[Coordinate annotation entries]
___
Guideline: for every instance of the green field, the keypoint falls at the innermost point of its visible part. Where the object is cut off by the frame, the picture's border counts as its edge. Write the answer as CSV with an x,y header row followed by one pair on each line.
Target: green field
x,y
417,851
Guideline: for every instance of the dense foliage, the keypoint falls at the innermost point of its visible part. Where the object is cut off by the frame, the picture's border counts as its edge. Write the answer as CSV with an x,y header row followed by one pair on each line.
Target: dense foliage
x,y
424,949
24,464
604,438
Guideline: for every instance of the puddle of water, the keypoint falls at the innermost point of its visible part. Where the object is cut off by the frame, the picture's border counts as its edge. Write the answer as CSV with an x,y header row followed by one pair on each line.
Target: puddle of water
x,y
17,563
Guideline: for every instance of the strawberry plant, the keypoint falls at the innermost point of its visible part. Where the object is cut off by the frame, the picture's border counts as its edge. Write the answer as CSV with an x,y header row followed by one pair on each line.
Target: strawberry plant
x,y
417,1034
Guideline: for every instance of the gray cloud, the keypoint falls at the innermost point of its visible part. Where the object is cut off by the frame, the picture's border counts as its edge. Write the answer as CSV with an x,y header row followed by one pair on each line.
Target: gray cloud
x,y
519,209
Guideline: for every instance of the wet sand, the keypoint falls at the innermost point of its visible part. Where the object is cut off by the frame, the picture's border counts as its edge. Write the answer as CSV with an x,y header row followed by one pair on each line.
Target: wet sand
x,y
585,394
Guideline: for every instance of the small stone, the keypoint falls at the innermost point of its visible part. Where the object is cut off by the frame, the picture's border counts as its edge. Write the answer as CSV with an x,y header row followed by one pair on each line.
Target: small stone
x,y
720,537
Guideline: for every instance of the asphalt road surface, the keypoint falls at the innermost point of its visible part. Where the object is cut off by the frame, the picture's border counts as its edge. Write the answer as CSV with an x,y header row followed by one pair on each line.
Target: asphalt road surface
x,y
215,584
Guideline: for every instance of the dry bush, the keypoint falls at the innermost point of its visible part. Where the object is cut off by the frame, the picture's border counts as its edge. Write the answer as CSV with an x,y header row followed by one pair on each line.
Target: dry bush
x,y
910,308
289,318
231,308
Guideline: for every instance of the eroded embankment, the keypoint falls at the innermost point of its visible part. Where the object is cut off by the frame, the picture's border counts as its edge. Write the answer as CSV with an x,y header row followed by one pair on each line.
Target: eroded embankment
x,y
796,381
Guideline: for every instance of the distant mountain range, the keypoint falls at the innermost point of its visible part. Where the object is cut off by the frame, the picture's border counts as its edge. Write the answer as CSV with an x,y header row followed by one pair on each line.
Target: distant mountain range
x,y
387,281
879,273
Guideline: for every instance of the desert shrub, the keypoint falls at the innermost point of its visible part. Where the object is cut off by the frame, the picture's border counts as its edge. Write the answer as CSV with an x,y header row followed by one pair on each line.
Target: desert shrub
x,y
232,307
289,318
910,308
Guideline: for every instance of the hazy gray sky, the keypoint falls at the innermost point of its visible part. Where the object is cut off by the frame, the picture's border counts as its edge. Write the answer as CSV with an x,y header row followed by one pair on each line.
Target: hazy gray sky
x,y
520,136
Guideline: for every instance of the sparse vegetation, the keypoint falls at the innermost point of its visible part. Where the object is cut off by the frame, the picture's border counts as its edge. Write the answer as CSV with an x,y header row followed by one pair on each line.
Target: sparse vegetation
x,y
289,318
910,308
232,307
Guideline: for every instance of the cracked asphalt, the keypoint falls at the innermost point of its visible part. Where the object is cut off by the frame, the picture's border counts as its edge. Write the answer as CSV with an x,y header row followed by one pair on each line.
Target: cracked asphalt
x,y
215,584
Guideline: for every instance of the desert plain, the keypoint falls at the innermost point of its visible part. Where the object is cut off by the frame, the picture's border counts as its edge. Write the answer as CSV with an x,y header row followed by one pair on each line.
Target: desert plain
___
[REQUIREMENT]: Repeat exactly the lines from the line containing "Guideline: for every instance of the hazy" through the end of the listing above; both boundary lines are part of the output.

[ANSWER]:
Guideline: for every instance of the hazy gray sky, the keypoint falls at the innermost point of its visible part. Where the object is cut off by the frame, the picture's border counts as its edge. Write the answer as CSV with an x,y header row followed by one pair on each line.
Target: hazy gray sky
x,y
520,136
Guideline: for every instance of the sparse vegetation, the keypoint falls at the innermost point of its visible part. Where the object is cut off by the frame, the picture's border counts as its edge. Write the answer as CSV with an x,y header row followed by one pair on each line.
Target: sparse vegetation
x,y
289,318
910,308
232,307
Guideline: for every instance of the cracked asphalt, the keypoint falls at the innermost point of its visible part. Where the object is cut off by the frame, the picture's border counts as its edge. Write the answer as CSV with an x,y header row followed by one pair on each line.
Target: cracked asphalt
x,y
215,584
Guideline: for every instance of the desert plain, the keypoint falls at the innermost point of its visible part. Where the object is cut off by the frame, the picture's border counts as its edge. Write the answer as CSV with an x,y header row followed by one pair on each line.
Target: desert plain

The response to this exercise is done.